▶ **EXERCISE OBJECTIVE**: Identify every line in the records below that contains the word "deck", and copy each one. Case counts.
====
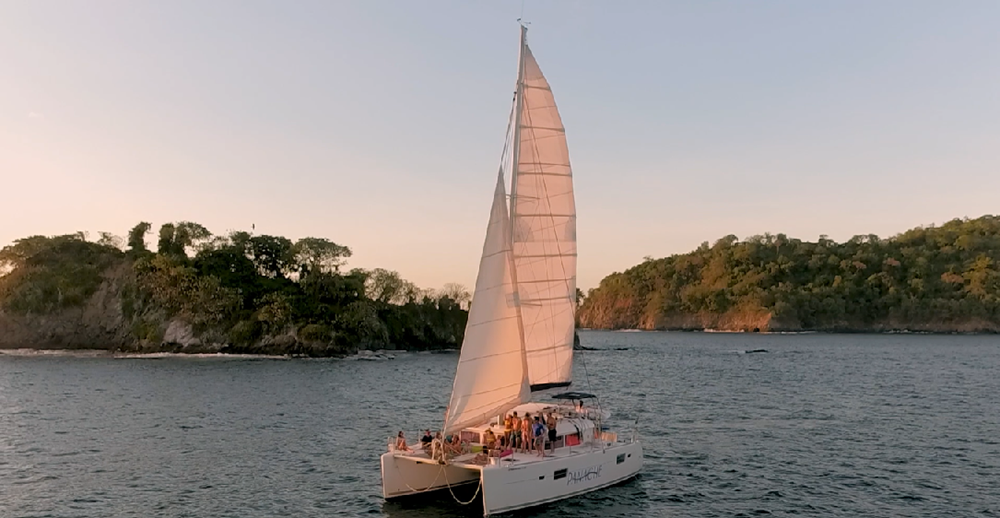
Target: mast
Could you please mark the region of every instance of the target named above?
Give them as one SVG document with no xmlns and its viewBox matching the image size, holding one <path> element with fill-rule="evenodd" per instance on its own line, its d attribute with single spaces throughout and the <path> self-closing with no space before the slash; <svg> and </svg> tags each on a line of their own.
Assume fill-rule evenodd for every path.
<svg viewBox="0 0 1000 518">
<path fill-rule="evenodd" d="M 520 20 L 518 20 L 520 21 Z M 517 52 L 517 87 L 514 90 L 514 136 L 510 168 L 510 242 L 514 242 L 514 218 L 517 216 L 517 164 L 521 159 L 521 109 L 524 107 L 524 45 L 528 28 L 521 24 L 521 46 Z"/>
<path fill-rule="evenodd" d="M 521 25 L 521 45 L 517 51 L 517 86 L 514 89 L 514 135 L 511 137 L 511 144 L 514 147 L 511 149 L 510 208 L 508 209 L 510 217 L 507 220 L 510 222 L 510 253 L 507 258 L 510 261 L 511 283 L 514 285 L 514 309 L 517 313 L 518 336 L 521 339 L 521 366 L 524 368 L 524 378 L 529 379 L 528 348 L 527 342 L 524 340 L 521 296 L 517 289 L 517 263 L 514 261 L 514 229 L 517 228 L 517 220 L 515 219 L 517 215 L 517 163 L 521 157 L 521 107 L 524 102 L 522 99 L 524 94 L 524 46 L 528 36 L 528 27 L 520 22 L 521 20 L 518 19 L 518 23 Z"/>
</svg>

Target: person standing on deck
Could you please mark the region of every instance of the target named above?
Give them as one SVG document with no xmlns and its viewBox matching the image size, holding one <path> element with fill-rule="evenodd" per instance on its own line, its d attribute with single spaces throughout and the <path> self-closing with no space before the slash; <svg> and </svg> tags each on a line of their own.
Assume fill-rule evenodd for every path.
<svg viewBox="0 0 1000 518">
<path fill-rule="evenodd" d="M 548 417 L 545 419 L 545 426 L 549 429 L 549 452 L 556 452 L 556 418 L 549 412 Z"/>
<path fill-rule="evenodd" d="M 531 414 L 525 412 L 524 419 L 521 420 L 521 453 L 528 453 L 534 446 L 535 436 L 532 434 Z"/>
<path fill-rule="evenodd" d="M 510 428 L 510 447 L 517 450 L 521 447 L 521 418 L 517 417 L 517 412 L 510 420 Z"/>
<path fill-rule="evenodd" d="M 533 436 L 535 438 L 535 451 L 538 452 L 539 457 L 545 456 L 545 421 L 542 420 L 542 416 L 535 416 L 535 424 L 532 427 Z"/>
</svg>

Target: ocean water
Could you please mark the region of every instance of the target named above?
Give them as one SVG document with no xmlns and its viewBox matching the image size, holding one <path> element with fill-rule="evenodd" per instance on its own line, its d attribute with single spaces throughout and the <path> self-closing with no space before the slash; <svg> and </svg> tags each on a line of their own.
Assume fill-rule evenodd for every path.
<svg viewBox="0 0 1000 518">
<path fill-rule="evenodd" d="M 581 339 L 605 350 L 574 388 L 645 468 L 518 516 L 1000 515 L 1000 337 Z M 456 361 L 0 352 L 0 516 L 480 515 L 380 496 L 387 438 L 440 426 Z"/>
</svg>

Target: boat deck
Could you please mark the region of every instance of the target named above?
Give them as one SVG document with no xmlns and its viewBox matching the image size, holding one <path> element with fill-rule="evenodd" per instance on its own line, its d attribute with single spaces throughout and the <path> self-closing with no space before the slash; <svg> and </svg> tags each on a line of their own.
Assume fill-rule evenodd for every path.
<svg viewBox="0 0 1000 518">
<path fill-rule="evenodd" d="M 605 443 L 605 444 L 610 445 L 610 443 Z M 557 458 L 562 459 L 562 458 L 573 457 L 584 453 L 590 453 L 596 449 L 600 449 L 601 445 L 602 443 L 600 441 L 592 441 L 579 444 L 576 446 L 563 446 L 561 448 L 556 448 L 552 452 L 546 450 L 544 457 L 539 456 L 538 453 L 536 452 L 530 452 L 530 453 L 514 452 L 505 457 L 490 457 L 485 463 L 475 462 L 476 457 L 481 455 L 481 453 L 463 453 L 462 455 L 450 458 L 448 460 L 448 464 L 456 467 L 481 471 L 484 467 L 491 465 L 499 465 L 507 467 L 511 465 L 535 464 Z M 425 452 L 421 450 L 413 452 L 405 452 L 405 453 L 397 452 L 396 456 L 411 459 L 416 462 L 421 462 L 425 464 L 440 464 L 439 461 L 432 459 L 429 455 L 427 455 Z M 496 464 L 492 464 L 492 462 L 496 462 Z"/>
</svg>

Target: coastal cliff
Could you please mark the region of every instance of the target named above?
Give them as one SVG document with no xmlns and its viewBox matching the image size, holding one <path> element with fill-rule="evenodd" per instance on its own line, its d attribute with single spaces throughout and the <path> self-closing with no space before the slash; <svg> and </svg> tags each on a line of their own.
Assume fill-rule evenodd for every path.
<svg viewBox="0 0 1000 518">
<path fill-rule="evenodd" d="M 457 348 L 459 285 L 420 290 L 396 272 L 340 267 L 350 249 L 195 223 L 124 240 L 33 236 L 0 250 L 0 348 L 340 356 Z M 123 250 L 124 249 L 124 250 Z"/>
<path fill-rule="evenodd" d="M 765 234 L 648 258 L 590 290 L 581 327 L 1000 332 L 1000 218 L 836 243 Z"/>
</svg>

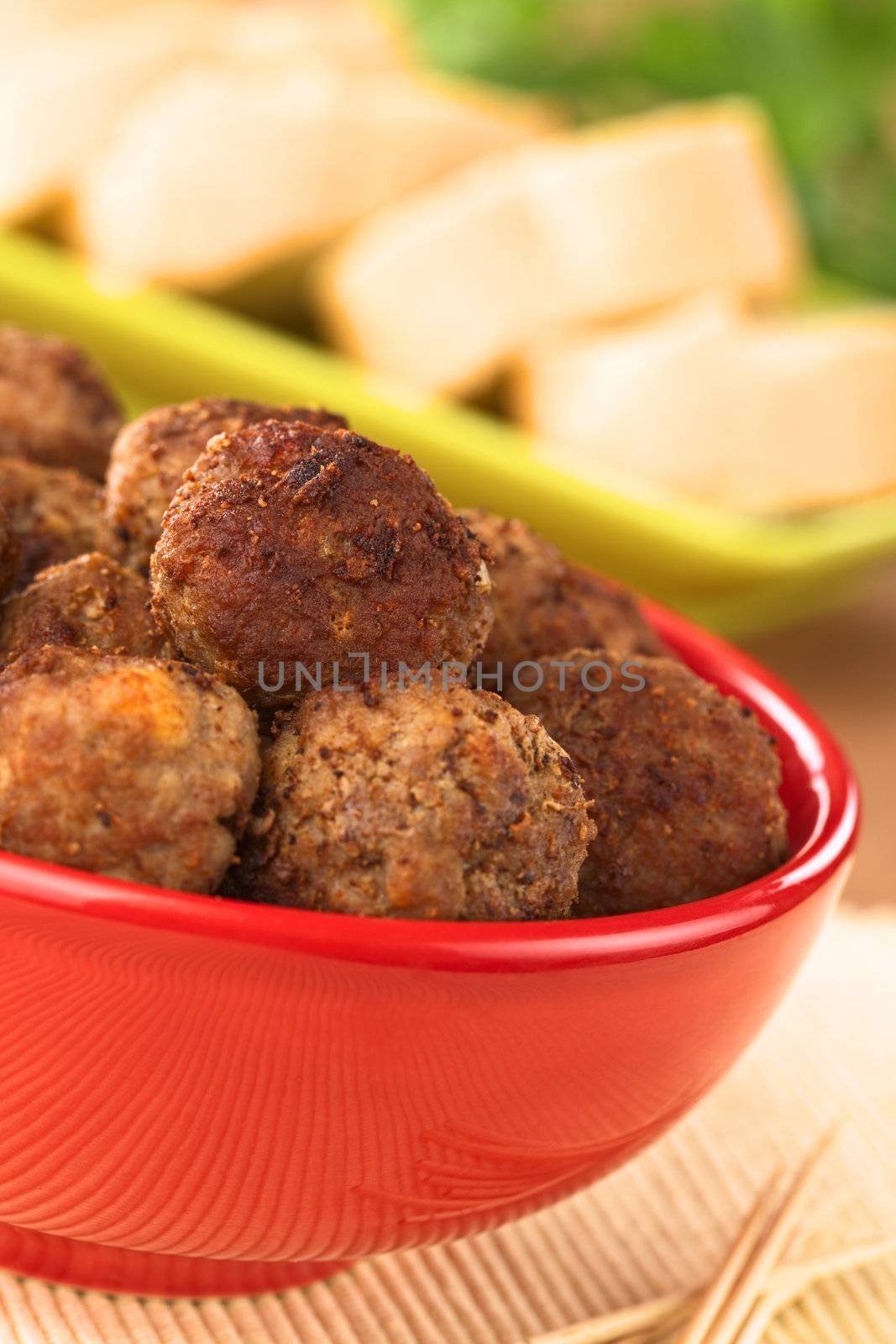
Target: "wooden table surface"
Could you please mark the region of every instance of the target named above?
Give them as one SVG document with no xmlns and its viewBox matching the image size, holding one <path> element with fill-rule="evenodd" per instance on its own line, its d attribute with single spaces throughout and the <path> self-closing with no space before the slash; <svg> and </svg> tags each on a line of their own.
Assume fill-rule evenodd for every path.
<svg viewBox="0 0 896 1344">
<path fill-rule="evenodd" d="M 864 828 L 845 899 L 896 905 L 896 566 L 848 609 L 747 648 L 821 714 L 858 774 Z"/>
</svg>

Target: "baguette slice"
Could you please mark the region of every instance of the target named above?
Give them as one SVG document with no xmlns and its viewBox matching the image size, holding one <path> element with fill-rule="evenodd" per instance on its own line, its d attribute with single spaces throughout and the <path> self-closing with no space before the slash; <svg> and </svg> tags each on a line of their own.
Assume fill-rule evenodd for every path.
<svg viewBox="0 0 896 1344">
<path fill-rule="evenodd" d="M 755 515 L 896 487 L 896 308 L 771 319 L 707 296 L 545 341 L 516 396 L 544 460 L 604 485 Z"/>
<path fill-rule="evenodd" d="M 78 23 L 0 54 L 0 220 L 67 195 L 118 118 L 200 50 L 211 3 L 157 3 Z"/>
<path fill-rule="evenodd" d="M 398 71 L 197 67 L 86 175 L 79 237 L 107 274 L 216 286 L 553 124 L 528 98 Z"/>
<path fill-rule="evenodd" d="M 216 54 L 238 65 L 394 70 L 398 27 L 365 0 L 242 0 L 222 5 Z"/>
<path fill-rule="evenodd" d="M 494 156 L 371 219 L 324 267 L 339 344 L 430 391 L 482 384 L 543 328 L 708 285 L 787 293 L 795 214 L 736 101 L 680 106 Z"/>
</svg>

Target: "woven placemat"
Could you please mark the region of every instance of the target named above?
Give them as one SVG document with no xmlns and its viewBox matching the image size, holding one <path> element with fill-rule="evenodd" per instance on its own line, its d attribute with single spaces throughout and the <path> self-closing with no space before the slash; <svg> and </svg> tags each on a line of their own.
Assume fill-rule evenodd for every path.
<svg viewBox="0 0 896 1344">
<path fill-rule="evenodd" d="M 367 1261 L 304 1292 L 201 1302 L 78 1293 L 0 1274 L 3 1344 L 519 1344 L 693 1289 L 756 1191 L 846 1121 L 794 1253 L 896 1234 L 896 918 L 842 914 L 776 1017 L 697 1110 L 545 1212 Z M 771 1344 L 893 1344 L 896 1258 L 810 1290 Z"/>
</svg>

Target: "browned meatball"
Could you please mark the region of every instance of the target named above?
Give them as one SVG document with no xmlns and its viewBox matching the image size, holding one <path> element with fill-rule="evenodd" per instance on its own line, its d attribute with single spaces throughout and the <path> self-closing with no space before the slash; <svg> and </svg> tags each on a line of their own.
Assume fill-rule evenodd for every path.
<svg viewBox="0 0 896 1344">
<path fill-rule="evenodd" d="M 537 719 L 462 685 L 308 695 L 263 762 L 235 894 L 343 914 L 568 914 L 592 827 Z"/>
<path fill-rule="evenodd" d="M 0 848 L 215 891 L 258 785 L 253 712 L 183 663 L 81 649 L 0 675 Z"/>
<path fill-rule="evenodd" d="M 125 425 L 109 461 L 106 519 L 126 564 L 149 569 L 165 509 L 208 439 L 267 419 L 345 426 L 341 415 L 310 406 L 259 406 L 220 396 L 160 406 Z"/>
<path fill-rule="evenodd" d="M 304 688 L 334 664 L 364 680 L 361 655 L 375 677 L 466 664 L 492 621 L 482 548 L 410 457 L 273 421 L 211 441 L 165 515 L 152 582 L 180 652 L 257 706 L 293 703 L 297 669 Z"/>
<path fill-rule="evenodd" d="M 746 706 L 673 659 L 564 657 L 563 671 L 543 660 L 541 689 L 510 699 L 539 715 L 594 800 L 578 915 L 716 896 L 783 863 L 780 765 Z"/>
<path fill-rule="evenodd" d="M 43 570 L 0 607 L 0 663 L 44 644 L 167 659 L 172 649 L 149 610 L 149 583 L 94 551 Z"/>
<path fill-rule="evenodd" d="M 4 598 L 19 573 L 19 538 L 12 530 L 12 519 L 0 504 L 0 598 Z"/>
<path fill-rule="evenodd" d="M 500 663 L 506 685 L 517 664 L 576 644 L 619 653 L 661 652 L 627 589 L 570 564 L 519 519 L 484 509 L 466 509 L 462 517 L 490 551 L 494 625 L 482 653 L 484 672 L 493 673 Z"/>
<path fill-rule="evenodd" d="M 118 402 L 86 355 L 56 336 L 0 328 L 0 456 L 102 480 Z"/>
<path fill-rule="evenodd" d="M 21 551 L 19 582 L 85 551 L 106 551 L 102 491 L 78 472 L 0 457 L 0 507 Z"/>
</svg>

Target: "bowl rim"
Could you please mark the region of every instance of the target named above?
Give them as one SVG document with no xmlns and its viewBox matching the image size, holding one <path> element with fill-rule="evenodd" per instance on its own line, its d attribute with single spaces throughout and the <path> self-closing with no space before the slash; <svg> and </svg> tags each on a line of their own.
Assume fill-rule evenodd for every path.
<svg viewBox="0 0 896 1344">
<path fill-rule="evenodd" d="M 660 637 L 783 735 L 809 777 L 817 816 L 782 867 L 719 896 L 638 914 L 532 922 L 377 919 L 251 905 L 102 878 L 0 851 L 0 898 L 204 939 L 329 960 L 431 970 L 583 968 L 670 956 L 743 934 L 819 890 L 850 857 L 858 785 L 817 715 L 748 655 L 660 603 L 643 601 Z"/>
</svg>

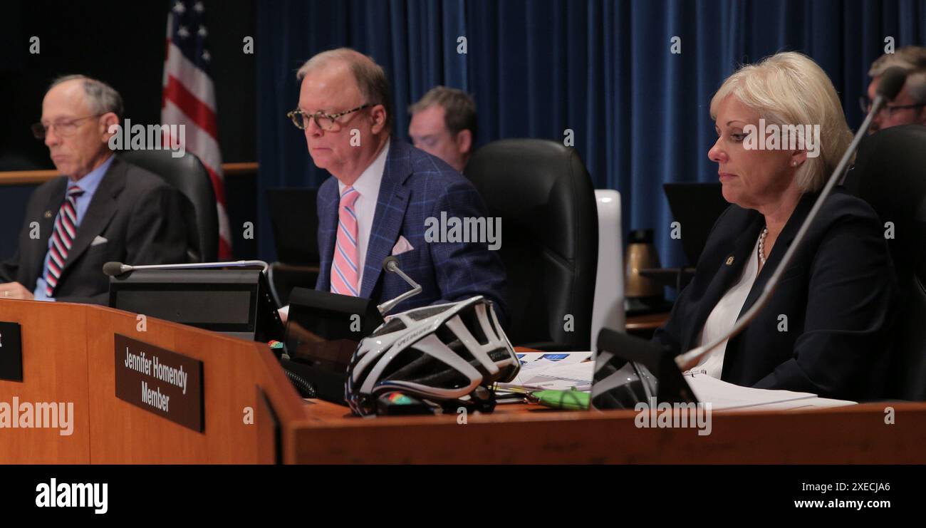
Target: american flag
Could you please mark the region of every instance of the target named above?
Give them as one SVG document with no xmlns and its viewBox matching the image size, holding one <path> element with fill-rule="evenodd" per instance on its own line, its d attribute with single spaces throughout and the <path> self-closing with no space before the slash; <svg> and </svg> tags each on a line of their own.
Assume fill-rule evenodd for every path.
<svg viewBox="0 0 926 528">
<path fill-rule="evenodd" d="M 225 209 L 222 153 L 216 126 L 216 90 L 209 76 L 211 57 L 206 47 L 206 36 L 203 3 L 175 0 L 168 14 L 161 121 L 185 126 L 186 150 L 199 157 L 209 171 L 219 209 L 219 258 L 229 260 L 232 234 Z"/>
</svg>

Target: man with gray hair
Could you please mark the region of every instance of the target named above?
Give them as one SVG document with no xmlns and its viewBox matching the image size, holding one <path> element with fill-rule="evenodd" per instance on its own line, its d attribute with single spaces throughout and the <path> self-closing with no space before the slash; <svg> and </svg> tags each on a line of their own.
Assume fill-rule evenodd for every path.
<svg viewBox="0 0 926 528">
<path fill-rule="evenodd" d="M 871 63 L 868 96 L 862 97 L 862 110 L 871 108 L 881 76 L 891 67 L 907 70 L 907 82 L 897 96 L 886 105 L 871 120 L 869 133 L 897 125 L 926 125 L 926 47 L 905 46 L 895 53 L 886 53 Z"/>
<path fill-rule="evenodd" d="M 476 144 L 476 103 L 462 90 L 434 86 L 408 107 L 408 137 L 418 148 L 463 171 Z"/>
<path fill-rule="evenodd" d="M 469 180 L 437 157 L 391 138 L 392 95 L 382 69 L 352 49 L 320 53 L 299 69 L 298 108 L 288 114 L 306 136 L 315 165 L 332 177 L 319 189 L 316 289 L 377 299 L 409 286 L 382 261 L 399 268 L 421 292 L 394 307 L 403 311 L 482 295 L 501 321 L 507 307 L 505 269 L 485 240 L 434 240 L 434 219 L 485 219 Z"/>
<path fill-rule="evenodd" d="M 32 193 L 16 255 L 0 263 L 0 298 L 106 304 L 103 265 L 186 261 L 180 192 L 113 155 L 122 97 L 82 75 L 56 80 L 32 133 L 61 176 Z"/>
</svg>

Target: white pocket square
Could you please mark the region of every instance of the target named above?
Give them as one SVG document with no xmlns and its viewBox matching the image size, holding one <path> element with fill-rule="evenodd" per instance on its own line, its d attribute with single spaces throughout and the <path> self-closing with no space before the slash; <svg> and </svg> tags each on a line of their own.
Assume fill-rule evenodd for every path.
<svg viewBox="0 0 926 528">
<path fill-rule="evenodd" d="M 412 249 L 415 248 L 406 240 L 406 237 L 399 235 L 399 241 L 393 246 L 393 257 L 402 255 L 406 251 L 411 251 Z"/>
</svg>

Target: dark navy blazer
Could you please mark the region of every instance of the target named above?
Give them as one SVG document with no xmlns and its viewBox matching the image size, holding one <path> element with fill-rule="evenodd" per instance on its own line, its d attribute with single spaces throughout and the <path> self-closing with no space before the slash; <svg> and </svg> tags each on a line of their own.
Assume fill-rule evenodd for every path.
<svg viewBox="0 0 926 528">
<path fill-rule="evenodd" d="M 741 317 L 762 293 L 816 198 L 801 198 L 757 277 Z M 705 321 L 743 273 L 764 221 L 757 211 L 737 206 L 720 215 L 694 278 L 654 340 L 678 353 L 698 346 Z M 884 226 L 870 206 L 837 187 L 770 303 L 727 344 L 721 379 L 852 400 L 879 397 L 895 295 Z"/>
<path fill-rule="evenodd" d="M 321 266 L 317 290 L 331 290 L 338 202 L 338 182 L 332 177 L 319 189 Z M 501 258 L 485 243 L 426 242 L 425 220 L 440 220 L 442 212 L 446 218 L 487 217 L 485 204 L 469 180 L 441 159 L 393 138 L 373 215 L 360 296 L 381 303 L 410 289 L 401 277 L 382 270 L 382 259 L 404 236 L 414 249 L 397 256 L 399 267 L 421 284 L 422 291 L 399 303 L 392 313 L 482 295 L 494 303 L 505 324 L 507 305 Z"/>
</svg>

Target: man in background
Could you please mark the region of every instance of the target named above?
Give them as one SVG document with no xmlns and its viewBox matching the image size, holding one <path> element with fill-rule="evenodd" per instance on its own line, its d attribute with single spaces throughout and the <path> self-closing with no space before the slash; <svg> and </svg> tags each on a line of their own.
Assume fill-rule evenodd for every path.
<svg viewBox="0 0 926 528">
<path fill-rule="evenodd" d="M 894 66 L 907 70 L 907 82 L 894 101 L 874 116 L 869 133 L 897 125 L 926 125 L 926 47 L 902 47 L 895 53 L 881 56 L 871 63 L 869 70 L 871 82 L 869 84 L 868 97 L 862 98 L 862 109 L 865 112 L 870 109 L 881 76 Z"/>
<path fill-rule="evenodd" d="M 408 107 L 408 136 L 418 148 L 463 172 L 476 144 L 476 103 L 466 92 L 435 86 Z"/>
<path fill-rule="evenodd" d="M 39 185 L 26 207 L 17 252 L 0 263 L 0 299 L 106 304 L 108 261 L 186 262 L 180 192 L 117 158 L 110 127 L 122 97 L 82 75 L 56 80 L 32 133 L 61 173 Z"/>
</svg>

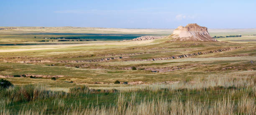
====
▶ **CORRECT ANSWER**:
Target: person standing on deck
Target: boat deck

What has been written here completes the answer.